- Data for processing
____
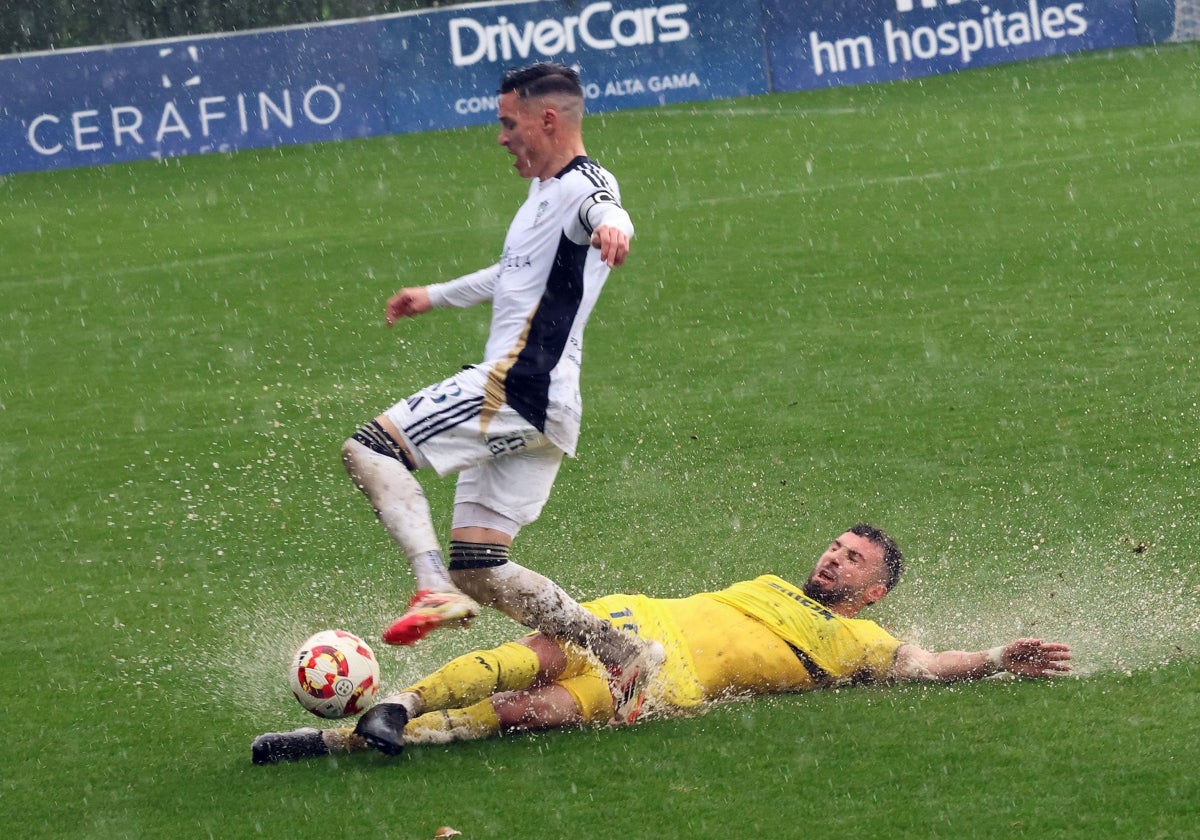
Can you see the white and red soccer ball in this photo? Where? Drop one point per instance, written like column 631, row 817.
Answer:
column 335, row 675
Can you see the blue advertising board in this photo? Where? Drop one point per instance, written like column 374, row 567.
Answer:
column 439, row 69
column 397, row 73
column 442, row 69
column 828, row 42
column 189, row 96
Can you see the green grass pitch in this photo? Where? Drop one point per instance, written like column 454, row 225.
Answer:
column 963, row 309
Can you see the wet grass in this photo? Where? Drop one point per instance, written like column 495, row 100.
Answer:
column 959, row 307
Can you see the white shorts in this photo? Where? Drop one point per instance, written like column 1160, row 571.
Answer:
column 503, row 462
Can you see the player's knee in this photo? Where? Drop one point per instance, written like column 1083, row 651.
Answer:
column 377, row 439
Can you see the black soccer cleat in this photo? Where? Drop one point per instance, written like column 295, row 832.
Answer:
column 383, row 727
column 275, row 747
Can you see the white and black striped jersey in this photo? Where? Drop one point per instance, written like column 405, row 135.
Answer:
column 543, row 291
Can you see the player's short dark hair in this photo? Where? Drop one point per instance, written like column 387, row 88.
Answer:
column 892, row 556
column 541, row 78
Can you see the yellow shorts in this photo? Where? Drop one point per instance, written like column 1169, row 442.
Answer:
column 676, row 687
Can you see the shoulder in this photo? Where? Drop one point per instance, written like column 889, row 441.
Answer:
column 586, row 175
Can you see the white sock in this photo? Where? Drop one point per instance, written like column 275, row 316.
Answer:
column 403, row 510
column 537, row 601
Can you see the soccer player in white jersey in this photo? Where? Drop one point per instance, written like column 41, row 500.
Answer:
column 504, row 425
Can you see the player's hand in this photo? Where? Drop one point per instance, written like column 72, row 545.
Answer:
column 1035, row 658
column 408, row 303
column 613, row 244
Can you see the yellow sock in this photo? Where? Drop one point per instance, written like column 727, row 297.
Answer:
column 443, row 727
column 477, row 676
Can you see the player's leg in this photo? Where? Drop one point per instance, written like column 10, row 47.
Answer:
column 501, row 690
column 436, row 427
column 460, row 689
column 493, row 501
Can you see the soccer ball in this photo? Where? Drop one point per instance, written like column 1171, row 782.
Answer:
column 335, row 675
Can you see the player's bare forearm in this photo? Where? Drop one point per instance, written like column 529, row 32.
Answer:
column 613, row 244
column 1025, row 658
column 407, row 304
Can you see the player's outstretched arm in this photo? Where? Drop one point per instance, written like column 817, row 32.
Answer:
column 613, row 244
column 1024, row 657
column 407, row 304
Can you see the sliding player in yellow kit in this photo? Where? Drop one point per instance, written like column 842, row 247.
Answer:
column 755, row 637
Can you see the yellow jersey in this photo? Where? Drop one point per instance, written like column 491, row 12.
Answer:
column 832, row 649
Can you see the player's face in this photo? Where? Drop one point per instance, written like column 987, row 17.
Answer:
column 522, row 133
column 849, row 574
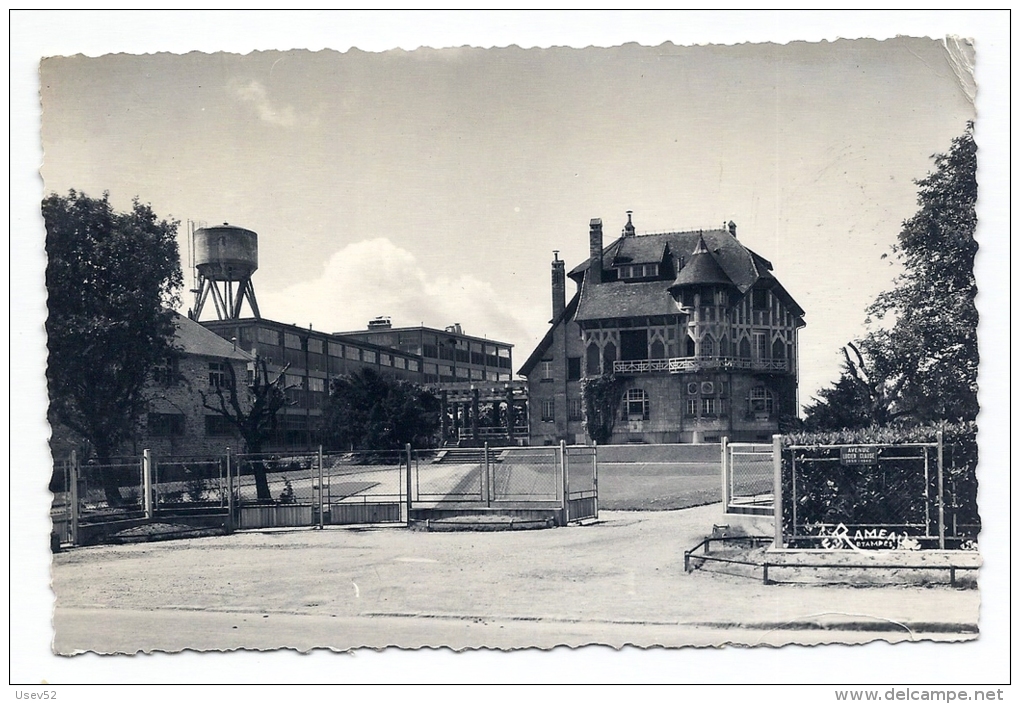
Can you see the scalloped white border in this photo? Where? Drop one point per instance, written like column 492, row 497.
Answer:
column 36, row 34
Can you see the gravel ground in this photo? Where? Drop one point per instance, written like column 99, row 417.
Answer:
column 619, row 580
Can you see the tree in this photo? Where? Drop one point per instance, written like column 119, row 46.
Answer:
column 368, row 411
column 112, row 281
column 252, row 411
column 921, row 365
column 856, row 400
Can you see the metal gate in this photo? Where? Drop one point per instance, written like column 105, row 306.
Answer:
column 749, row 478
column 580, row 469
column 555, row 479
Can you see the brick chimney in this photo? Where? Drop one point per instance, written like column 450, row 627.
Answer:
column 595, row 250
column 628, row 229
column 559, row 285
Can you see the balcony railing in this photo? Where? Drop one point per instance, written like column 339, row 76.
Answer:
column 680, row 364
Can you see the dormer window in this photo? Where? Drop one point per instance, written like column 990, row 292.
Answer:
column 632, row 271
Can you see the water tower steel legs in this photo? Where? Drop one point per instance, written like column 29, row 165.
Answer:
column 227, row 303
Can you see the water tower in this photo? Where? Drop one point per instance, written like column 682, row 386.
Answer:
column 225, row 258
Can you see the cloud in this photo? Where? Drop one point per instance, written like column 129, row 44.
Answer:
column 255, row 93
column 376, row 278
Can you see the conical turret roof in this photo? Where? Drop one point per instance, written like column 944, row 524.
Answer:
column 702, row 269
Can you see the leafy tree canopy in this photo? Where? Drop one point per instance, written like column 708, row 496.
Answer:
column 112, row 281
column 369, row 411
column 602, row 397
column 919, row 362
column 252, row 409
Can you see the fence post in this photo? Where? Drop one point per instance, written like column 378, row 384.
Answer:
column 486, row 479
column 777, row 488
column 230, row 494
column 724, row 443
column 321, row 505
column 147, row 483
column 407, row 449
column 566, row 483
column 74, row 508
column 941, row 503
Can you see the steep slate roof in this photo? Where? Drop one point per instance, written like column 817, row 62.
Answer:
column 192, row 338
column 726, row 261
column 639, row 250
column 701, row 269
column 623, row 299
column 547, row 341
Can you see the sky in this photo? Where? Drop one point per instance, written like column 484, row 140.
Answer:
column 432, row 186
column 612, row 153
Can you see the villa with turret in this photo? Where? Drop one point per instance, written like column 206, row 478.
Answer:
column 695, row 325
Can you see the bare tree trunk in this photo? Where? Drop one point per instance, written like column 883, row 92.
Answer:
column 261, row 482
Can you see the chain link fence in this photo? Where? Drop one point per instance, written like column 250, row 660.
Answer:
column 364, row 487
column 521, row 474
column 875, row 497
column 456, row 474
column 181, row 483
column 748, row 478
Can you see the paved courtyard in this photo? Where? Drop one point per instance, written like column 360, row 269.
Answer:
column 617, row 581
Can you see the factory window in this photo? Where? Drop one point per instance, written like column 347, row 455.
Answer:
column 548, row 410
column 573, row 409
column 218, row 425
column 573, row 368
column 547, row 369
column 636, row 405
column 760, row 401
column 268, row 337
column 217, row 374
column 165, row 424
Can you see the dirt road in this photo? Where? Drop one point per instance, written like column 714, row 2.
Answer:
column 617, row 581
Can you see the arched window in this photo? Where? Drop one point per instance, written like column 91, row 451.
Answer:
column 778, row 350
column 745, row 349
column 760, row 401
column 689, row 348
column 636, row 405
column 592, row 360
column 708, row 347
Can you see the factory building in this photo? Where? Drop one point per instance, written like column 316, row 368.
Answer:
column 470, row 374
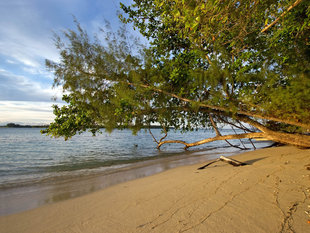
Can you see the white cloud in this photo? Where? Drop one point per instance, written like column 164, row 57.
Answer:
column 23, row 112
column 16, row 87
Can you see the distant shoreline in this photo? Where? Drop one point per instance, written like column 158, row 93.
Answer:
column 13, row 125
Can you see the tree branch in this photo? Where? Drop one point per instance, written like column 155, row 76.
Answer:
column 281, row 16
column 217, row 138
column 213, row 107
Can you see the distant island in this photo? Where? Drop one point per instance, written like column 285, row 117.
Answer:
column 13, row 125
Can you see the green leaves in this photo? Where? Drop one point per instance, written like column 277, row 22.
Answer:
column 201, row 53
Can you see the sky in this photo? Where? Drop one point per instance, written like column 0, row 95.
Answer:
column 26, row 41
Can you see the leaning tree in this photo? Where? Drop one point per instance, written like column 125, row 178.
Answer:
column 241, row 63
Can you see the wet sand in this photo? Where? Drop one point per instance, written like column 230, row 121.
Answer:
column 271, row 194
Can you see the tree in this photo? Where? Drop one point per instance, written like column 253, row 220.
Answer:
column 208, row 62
____
- Job
Reproduce the listing word for word, from the line that contains "Can you see the metal" through the line that contains "column 680, row 364", including both of those lines.

- Output of the task
Can you see the metal gate in this photo? Where? Drop one point per instance, written like column 105, row 306.
Answer:
column 749, row 478
column 580, row 469
column 555, row 479
Can you see the brick chimney in this photo? Where? Drop one point per instance, written like column 450, row 627.
Answer:
column 595, row 250
column 628, row 229
column 559, row 285
Can you see the balcony railing in this photo? Where? Drop one point per instance, written like column 339, row 76.
Answer:
column 680, row 364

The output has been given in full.